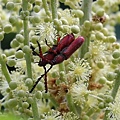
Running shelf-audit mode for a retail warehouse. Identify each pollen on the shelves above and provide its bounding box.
[69,58,91,81]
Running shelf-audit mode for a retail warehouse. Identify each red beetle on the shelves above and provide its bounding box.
[30,33,84,93]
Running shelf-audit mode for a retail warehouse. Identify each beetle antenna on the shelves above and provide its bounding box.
[29,65,53,93]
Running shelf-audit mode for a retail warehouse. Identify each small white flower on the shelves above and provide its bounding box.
[63,112,80,120]
[70,82,90,107]
[41,110,64,120]
[36,23,57,44]
[108,89,120,120]
[69,58,92,81]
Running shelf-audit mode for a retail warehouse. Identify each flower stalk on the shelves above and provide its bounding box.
[79,0,93,58]
[22,0,32,78]
[0,55,12,83]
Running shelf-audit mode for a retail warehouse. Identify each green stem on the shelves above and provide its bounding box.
[67,93,77,114]
[104,71,120,120]
[59,62,65,81]
[51,0,57,20]
[0,55,12,83]
[79,0,92,58]
[22,0,32,78]
[111,71,120,99]
[42,0,50,16]
[31,97,40,120]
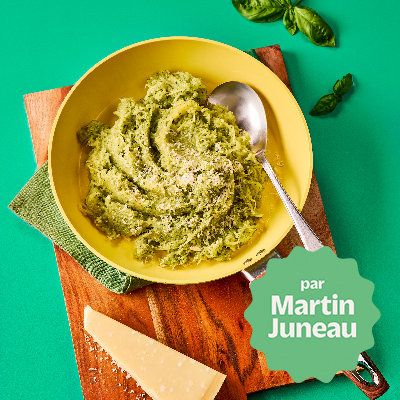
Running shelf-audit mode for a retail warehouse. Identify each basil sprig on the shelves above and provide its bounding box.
[232,0,336,47]
[310,74,353,117]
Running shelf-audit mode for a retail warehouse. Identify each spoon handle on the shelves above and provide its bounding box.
[258,154,324,251]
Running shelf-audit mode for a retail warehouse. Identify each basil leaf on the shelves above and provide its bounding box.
[283,8,297,35]
[294,6,336,47]
[310,94,338,116]
[232,0,290,22]
[333,74,353,96]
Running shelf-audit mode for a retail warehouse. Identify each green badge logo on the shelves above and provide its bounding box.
+ + + + +
* [Given instruction] Rewrite all the lines above, switching "retail warehouse" to "grocery store" and leaving everything else the same. Omit the pictures.

* [The output]
Running shelf-audit mode for a grocery store. Identify each pollen on the shelves above and provide its bounding box.
[69,58,91,81]
Running shelf-audit mode for a grocery store. Identify each red beetle on the shelves above and provide its bounding box.
[30,33,84,93]
Running shelf-audit mode for a grocery store. Identify each beetle antenna on the shelves above and provide its bounding box.
[29,65,53,93]
Running shelf-audit mode for a grocery store. Identify each small white flower on the shelves above and provide its bounding box.
[63,112,80,120]
[70,82,90,107]
[41,110,64,120]
[36,23,57,44]
[108,89,120,120]
[69,58,92,81]
Running shelf-audit mode for a grocery store. Identify each flower stalk on the shelves above and provide its bounding box.
[79,0,93,58]
[22,0,32,78]
[0,55,12,83]
Running shelf-audit mode for a grocery store. Identify each green stem on the shelves above and provide its bounding box.
[67,93,77,114]
[104,71,120,120]
[59,62,65,81]
[51,0,57,20]
[0,55,12,83]
[79,0,92,58]
[22,0,32,78]
[111,71,120,99]
[42,0,50,16]
[31,97,40,120]
Running shelf-audit mode for a grocery store. Identify each basil sprig on the shelves above and provide its bounding box.
[232,0,336,47]
[310,74,353,117]
Running shelf-audit mode for a grocery store. Identify each spoon handle on the shelves above and provide its bounding box.
[258,154,324,251]
Running shelf-audit mode for a grocery store. Identify each basil leaf on the shelves above and provide its bounding box.
[283,8,297,35]
[294,6,336,47]
[310,94,338,116]
[232,0,290,22]
[333,74,353,96]
Running shelf-audit mode for a grocery store. Identify each green badge logo on the shelves above and provide its bounding box.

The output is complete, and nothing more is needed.